Stated task: Identify every line in the material below that contains the word "brown", and copy each of those lines.

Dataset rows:
§ §

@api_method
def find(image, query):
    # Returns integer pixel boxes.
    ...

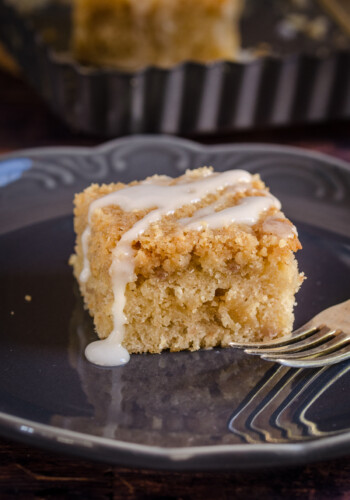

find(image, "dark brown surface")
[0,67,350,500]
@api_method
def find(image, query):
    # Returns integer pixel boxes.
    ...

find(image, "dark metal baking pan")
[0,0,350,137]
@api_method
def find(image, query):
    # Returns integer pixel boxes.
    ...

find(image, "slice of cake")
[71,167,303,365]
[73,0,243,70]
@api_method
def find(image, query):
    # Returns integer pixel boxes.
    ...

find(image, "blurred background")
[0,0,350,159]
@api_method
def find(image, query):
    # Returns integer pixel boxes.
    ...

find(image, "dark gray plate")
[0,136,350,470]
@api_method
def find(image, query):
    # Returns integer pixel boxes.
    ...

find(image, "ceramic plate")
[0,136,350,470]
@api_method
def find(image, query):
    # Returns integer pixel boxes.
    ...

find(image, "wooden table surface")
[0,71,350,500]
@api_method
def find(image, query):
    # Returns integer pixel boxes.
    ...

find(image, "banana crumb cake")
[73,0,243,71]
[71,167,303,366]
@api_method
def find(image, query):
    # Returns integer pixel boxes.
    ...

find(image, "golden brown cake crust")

§ §

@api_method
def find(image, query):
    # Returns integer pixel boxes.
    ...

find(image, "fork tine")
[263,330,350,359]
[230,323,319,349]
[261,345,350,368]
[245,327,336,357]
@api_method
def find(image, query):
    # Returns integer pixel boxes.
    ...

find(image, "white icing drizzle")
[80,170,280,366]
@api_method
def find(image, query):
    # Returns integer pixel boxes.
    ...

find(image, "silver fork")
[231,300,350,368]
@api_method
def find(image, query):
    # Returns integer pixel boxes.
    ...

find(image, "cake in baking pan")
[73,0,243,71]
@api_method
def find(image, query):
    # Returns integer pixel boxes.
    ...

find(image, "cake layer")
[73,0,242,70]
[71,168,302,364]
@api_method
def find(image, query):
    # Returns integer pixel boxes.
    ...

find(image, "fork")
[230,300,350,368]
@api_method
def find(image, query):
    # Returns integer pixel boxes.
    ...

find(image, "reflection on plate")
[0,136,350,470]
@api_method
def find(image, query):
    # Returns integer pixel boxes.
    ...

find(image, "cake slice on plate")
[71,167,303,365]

§ §

Response for this exercise:
find(image, "dark brown surface")
find(image, "golden brown cake crust")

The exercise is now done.